Work task. Your answer must be every line of the data that contains "outline".

Entries shown: Begin

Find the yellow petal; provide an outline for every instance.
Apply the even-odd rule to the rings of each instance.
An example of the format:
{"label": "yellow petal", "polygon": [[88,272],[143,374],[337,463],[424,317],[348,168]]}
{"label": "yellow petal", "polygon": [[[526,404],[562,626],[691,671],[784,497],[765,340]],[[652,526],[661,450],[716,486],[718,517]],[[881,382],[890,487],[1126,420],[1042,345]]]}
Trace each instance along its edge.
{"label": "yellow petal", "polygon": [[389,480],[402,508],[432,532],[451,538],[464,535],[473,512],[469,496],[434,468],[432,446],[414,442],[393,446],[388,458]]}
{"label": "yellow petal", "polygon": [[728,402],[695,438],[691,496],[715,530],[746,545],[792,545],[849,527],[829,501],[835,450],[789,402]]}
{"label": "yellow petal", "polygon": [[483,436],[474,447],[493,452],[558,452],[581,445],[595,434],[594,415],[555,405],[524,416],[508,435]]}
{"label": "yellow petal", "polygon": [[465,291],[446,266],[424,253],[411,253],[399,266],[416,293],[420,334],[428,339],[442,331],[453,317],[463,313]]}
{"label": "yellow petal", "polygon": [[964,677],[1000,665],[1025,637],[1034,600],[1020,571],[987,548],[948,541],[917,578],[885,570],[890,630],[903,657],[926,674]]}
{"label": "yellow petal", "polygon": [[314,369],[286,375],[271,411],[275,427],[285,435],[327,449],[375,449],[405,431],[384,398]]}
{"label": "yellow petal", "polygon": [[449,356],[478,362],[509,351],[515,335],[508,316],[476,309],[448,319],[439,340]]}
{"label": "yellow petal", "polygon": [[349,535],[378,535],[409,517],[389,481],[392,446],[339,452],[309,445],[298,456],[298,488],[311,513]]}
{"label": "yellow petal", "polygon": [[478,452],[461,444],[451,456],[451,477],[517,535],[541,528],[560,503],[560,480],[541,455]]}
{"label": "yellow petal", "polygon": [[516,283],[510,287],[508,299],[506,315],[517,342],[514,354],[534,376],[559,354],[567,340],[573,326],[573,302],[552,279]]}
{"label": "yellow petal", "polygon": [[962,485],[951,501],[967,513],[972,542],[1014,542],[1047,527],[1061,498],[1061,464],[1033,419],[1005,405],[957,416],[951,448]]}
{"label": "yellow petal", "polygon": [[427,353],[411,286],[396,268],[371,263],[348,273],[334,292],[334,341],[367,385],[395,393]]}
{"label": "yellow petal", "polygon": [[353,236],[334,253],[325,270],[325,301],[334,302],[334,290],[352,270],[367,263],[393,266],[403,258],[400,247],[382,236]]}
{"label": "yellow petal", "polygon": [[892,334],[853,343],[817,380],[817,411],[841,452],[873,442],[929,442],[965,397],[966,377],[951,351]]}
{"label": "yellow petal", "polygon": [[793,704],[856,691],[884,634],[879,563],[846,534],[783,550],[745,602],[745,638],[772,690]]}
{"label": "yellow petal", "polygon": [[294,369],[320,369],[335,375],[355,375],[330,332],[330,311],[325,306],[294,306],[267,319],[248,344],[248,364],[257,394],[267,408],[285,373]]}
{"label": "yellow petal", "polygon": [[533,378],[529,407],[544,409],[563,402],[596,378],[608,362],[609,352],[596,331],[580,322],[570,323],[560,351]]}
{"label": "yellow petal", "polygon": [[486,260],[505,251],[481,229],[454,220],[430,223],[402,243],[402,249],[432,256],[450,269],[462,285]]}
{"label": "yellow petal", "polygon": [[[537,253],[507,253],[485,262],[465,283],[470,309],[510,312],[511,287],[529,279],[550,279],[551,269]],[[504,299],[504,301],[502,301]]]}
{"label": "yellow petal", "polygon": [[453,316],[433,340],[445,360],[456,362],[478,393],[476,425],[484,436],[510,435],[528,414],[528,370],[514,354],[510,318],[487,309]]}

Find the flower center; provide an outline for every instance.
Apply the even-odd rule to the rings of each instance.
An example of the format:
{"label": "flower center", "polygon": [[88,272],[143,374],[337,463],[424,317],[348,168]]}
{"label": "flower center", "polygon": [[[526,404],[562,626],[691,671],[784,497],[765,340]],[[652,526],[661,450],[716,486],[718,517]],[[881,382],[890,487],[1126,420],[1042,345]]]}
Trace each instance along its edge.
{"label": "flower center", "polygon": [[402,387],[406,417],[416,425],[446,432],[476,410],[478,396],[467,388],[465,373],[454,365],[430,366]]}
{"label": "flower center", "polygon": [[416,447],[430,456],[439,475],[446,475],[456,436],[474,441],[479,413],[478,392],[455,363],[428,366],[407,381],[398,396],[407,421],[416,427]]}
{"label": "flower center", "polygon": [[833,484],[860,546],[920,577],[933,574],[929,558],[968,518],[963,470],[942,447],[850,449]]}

Entries shown: End
Entries shown: Begin

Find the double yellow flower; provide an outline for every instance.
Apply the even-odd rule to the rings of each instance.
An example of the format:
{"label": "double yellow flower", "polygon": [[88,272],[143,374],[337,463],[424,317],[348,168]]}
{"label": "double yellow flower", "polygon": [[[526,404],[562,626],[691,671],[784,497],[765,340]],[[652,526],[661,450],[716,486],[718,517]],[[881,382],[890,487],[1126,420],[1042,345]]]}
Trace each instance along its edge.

Entries shown: End

Exercise output.
Find the yellow petal; provide an outline for every instance.
Find the flower center; provide an outline for every instance.
Find the double yellow flower; provide an outline for every instance.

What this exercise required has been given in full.